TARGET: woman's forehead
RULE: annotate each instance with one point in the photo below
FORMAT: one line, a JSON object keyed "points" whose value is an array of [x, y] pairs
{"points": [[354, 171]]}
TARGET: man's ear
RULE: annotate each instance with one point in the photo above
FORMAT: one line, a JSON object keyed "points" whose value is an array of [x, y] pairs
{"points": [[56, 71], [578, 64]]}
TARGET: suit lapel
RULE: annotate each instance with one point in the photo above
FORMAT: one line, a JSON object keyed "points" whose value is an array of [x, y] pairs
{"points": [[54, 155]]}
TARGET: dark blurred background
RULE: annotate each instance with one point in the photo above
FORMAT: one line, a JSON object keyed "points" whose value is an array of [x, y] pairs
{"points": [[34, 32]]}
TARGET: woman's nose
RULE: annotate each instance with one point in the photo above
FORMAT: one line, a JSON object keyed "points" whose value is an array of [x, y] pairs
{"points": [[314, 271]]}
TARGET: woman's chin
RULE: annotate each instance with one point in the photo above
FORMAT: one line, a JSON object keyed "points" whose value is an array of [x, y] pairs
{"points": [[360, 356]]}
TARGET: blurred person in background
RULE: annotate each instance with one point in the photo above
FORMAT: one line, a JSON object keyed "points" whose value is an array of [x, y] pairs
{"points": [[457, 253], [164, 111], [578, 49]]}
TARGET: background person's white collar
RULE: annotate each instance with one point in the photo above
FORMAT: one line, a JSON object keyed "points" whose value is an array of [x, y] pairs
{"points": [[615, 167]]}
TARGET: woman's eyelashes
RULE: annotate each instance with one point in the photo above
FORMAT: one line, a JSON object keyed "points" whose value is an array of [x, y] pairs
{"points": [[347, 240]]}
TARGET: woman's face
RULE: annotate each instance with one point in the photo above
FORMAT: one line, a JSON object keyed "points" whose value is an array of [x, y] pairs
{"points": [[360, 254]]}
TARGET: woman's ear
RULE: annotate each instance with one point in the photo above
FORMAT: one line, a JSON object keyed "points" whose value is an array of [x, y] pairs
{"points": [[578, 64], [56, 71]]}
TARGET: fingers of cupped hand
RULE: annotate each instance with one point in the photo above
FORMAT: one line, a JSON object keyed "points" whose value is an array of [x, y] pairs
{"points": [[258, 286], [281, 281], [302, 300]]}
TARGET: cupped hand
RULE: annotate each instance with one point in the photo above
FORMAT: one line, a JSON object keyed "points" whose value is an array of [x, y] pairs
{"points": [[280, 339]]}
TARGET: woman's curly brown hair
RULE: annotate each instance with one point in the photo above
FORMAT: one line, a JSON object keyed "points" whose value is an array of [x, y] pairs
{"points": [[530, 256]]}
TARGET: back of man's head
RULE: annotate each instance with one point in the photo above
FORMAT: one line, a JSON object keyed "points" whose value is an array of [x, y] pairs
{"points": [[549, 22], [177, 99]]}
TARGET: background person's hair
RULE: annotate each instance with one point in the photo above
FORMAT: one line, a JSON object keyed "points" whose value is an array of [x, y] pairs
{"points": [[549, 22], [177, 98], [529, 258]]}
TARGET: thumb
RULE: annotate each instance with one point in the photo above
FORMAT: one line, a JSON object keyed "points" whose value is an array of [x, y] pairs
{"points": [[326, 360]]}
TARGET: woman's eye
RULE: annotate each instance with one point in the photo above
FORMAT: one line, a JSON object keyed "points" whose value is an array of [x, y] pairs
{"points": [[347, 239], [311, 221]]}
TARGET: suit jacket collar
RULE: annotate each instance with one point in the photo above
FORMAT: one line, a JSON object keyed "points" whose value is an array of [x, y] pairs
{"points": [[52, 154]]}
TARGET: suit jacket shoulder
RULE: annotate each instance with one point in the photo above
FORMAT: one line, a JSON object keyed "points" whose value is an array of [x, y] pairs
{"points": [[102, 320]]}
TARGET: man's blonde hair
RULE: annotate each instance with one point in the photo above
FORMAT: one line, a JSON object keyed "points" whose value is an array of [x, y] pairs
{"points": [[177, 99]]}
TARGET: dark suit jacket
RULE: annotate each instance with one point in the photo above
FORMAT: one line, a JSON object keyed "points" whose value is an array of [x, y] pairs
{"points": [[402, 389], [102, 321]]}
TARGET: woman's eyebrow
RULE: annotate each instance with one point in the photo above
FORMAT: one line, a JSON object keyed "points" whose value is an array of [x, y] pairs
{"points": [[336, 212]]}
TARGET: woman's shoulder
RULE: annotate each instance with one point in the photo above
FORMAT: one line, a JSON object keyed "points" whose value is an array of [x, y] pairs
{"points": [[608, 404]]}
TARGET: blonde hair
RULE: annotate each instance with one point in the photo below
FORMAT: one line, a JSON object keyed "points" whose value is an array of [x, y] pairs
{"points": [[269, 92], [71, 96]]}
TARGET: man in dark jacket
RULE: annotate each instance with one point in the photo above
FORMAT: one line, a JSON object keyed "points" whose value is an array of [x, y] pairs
- - -
[Task to carry out]
Copy, character for character, the lines from the line that holds "TARGET: woman's eyebrow" through the final line of the records above.

[Exercise output]
TARGET: woman's eyebrow
RULE: annotate each instance with one point in the photo above
FORMAT: one line, a JSON object keyed "points" whose value is an array of [x, y] pairs
{"points": [[336, 212]]}
TARGET: woman's shoulder
RULE: annotate each instance with one point in the photo above
FORMAT: one line, a JSON object keyed "points" whose value is an array of [x, y] pairs
{"points": [[608, 404]]}
TARGET: blonde hair
RULE: annotate each instance with one point in the photo below
FORMAT: one line, a JSON object keyed "points" whose value is an array of [x, y] pairs
{"points": [[269, 92], [71, 96]]}
TARGET: man in dark jacket
RULE: annotate each instance with one point in the photo above
FORMAT: one line, a JSON object keyed "points" whose value is an array of [x, y] pairs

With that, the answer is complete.